# Extracted text

--------------------

The following Open vSwitch commands create a bridge br-int, add port tap0 to the bridge as OpenFlow port 1, establish a flow-based GRE tunnel port 3, and arranges to forward all traffic from tap0 to remote IP 192.168.1.1 over a GRE tunnel with key 5001 and vice versa:

ovs-vsctl add-br br-int ovs-vsctl add-port br-int tap0 -- set interface tap0 ofport_request=1 ovs-vsctl add-port br-int allgre -- \ set interface allgre ofport_request=3 type=gre \ options:remote_ip=flow options:key=flow ovs-ofctl add-flow br-int \ 'in_port=1 actions=set_tunnel:5001,set_field:192.168.1.1->tun_dst,3' ovs-ofctl add-flow br-int 'in_port=3,tun_src=192.168.1.1,tun_id=5001 actions=1'

Mixed models. One may define both flow-based and port-based tunnels at the same time. For example, it is valid and possibly useful to create and configure both gre0 and allgre tunnel ports described above.

--------------------

# Prompt 1
Copy the lines of the entry that comes after this task word for word, omitting the picture.

# Data shown
--------------------

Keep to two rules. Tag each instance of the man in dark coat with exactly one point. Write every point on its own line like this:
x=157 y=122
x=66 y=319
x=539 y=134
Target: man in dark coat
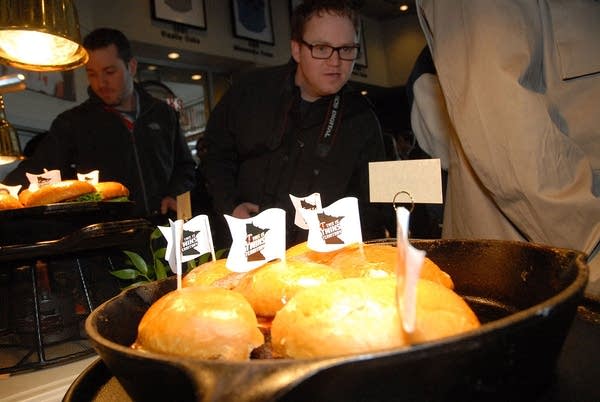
x=120 y=130
x=297 y=128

--------------------

# Prompt 2
In the Open vSwitch text, replace "gre0" with "gre1" and write out the passage between "Mixed models. One" and "ports described above.", inclusive.

# Full response 1
Keep to two rules. Tag each instance of the man in dark coat with exactly one point. Write every point on its own line like this:
x=157 y=122
x=66 y=319
x=539 y=134
Target: man in dark coat
x=120 y=130
x=297 y=128

# Full response 2
Mixed models. One may define both flow-based and port-based tunnels at the same time. For example, it is valid and possibly useful to create and configure both gre1 and allgre tunnel ports described above.